● Data for processing:
────
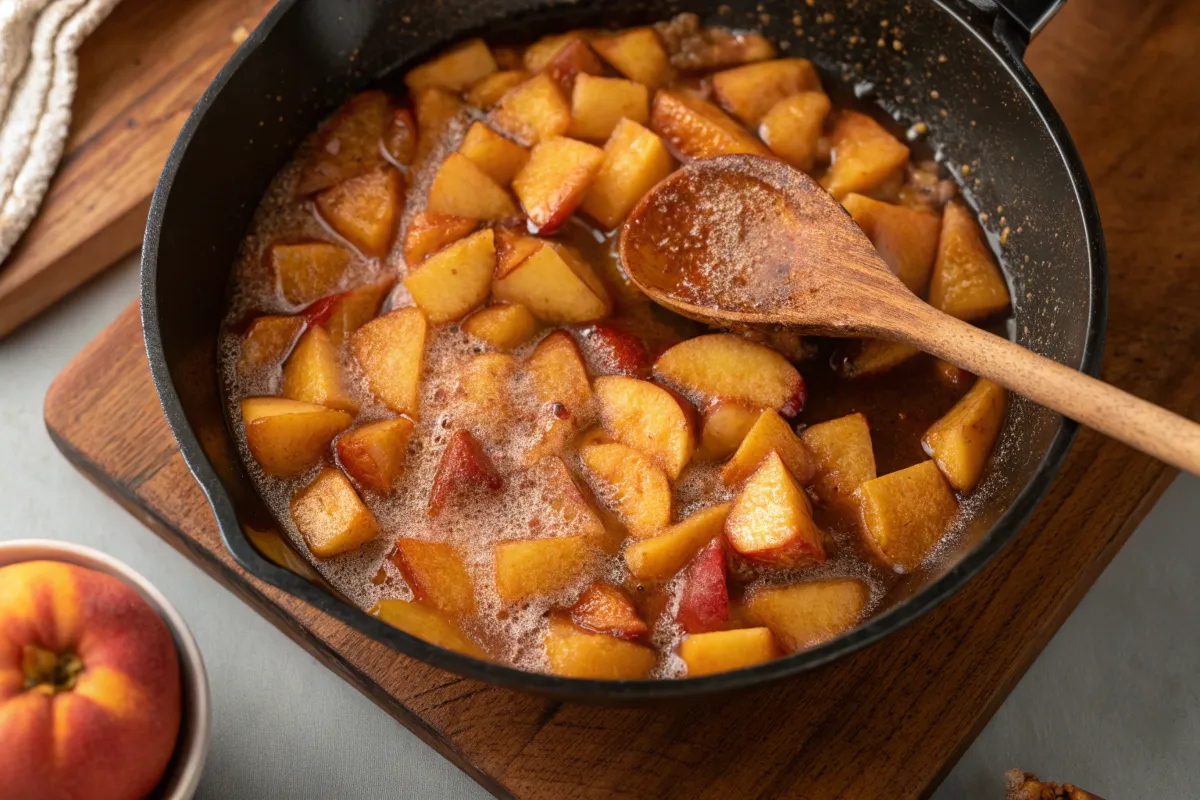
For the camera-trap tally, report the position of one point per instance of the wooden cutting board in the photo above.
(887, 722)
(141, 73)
────
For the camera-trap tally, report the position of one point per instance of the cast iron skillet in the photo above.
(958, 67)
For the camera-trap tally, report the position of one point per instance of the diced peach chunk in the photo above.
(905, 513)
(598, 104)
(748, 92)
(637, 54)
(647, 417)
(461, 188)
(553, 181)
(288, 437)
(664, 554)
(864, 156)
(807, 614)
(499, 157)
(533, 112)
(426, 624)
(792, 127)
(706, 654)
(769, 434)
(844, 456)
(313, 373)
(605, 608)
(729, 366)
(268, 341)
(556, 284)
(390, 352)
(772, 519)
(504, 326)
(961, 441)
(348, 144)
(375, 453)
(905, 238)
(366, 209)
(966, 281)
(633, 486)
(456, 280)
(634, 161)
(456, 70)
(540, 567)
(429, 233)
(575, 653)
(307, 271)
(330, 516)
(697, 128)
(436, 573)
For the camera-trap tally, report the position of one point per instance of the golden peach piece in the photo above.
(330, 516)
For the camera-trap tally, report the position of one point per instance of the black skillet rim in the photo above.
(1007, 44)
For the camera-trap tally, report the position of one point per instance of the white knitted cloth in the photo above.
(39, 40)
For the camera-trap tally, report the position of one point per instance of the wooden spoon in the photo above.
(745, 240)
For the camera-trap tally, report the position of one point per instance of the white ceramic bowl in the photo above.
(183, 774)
────
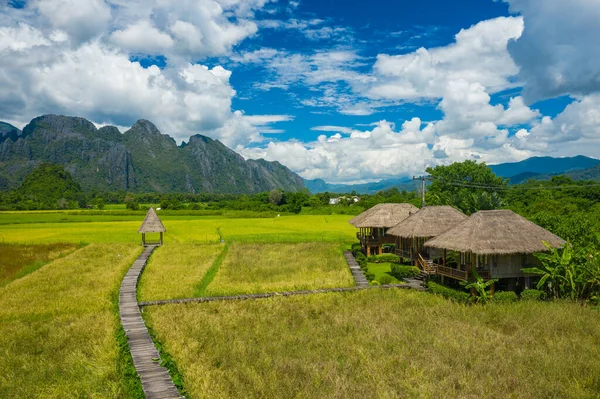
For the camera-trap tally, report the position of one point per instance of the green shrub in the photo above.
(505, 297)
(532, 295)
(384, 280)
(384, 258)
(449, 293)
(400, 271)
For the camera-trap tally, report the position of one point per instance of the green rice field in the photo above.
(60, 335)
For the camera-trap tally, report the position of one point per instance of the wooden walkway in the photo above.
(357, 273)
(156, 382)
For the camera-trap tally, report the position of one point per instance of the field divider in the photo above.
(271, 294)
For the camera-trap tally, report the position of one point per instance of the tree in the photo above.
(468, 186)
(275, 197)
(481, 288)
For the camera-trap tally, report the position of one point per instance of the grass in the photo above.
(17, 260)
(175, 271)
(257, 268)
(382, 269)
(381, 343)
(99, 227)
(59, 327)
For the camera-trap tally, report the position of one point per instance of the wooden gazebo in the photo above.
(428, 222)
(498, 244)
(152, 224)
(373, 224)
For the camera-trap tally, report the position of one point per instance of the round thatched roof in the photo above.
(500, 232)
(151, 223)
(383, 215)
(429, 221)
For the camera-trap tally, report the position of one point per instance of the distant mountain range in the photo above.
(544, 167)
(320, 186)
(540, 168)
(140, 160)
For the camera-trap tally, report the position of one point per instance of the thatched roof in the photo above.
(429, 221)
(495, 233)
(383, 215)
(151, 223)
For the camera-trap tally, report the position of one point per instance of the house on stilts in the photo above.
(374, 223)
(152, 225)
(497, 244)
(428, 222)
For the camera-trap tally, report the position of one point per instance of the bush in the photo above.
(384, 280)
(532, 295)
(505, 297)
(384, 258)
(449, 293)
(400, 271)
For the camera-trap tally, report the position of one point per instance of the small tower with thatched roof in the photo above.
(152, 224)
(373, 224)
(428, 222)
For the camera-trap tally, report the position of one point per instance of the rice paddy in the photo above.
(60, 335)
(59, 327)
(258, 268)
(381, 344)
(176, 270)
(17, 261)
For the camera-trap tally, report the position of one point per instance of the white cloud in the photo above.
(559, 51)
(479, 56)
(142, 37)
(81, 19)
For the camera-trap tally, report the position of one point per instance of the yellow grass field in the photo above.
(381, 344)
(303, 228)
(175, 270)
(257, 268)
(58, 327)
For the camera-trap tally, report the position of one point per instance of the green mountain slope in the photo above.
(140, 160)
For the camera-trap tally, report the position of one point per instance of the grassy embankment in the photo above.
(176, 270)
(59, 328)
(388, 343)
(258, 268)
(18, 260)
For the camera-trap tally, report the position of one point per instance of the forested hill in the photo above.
────
● What is required:
Show each line from the records above that contains the word "thatched", reproducing every such line in full.

● Result:
For the camera-trap tally, report the position of one point per instance of the round thatched roof in the photo above.
For the camera-trap tally, report the position of one point per instance of the thatched roof in the photo above.
For the camera-trap tally, report the position of one point per instance of the small tower with thatched roof in the photo above.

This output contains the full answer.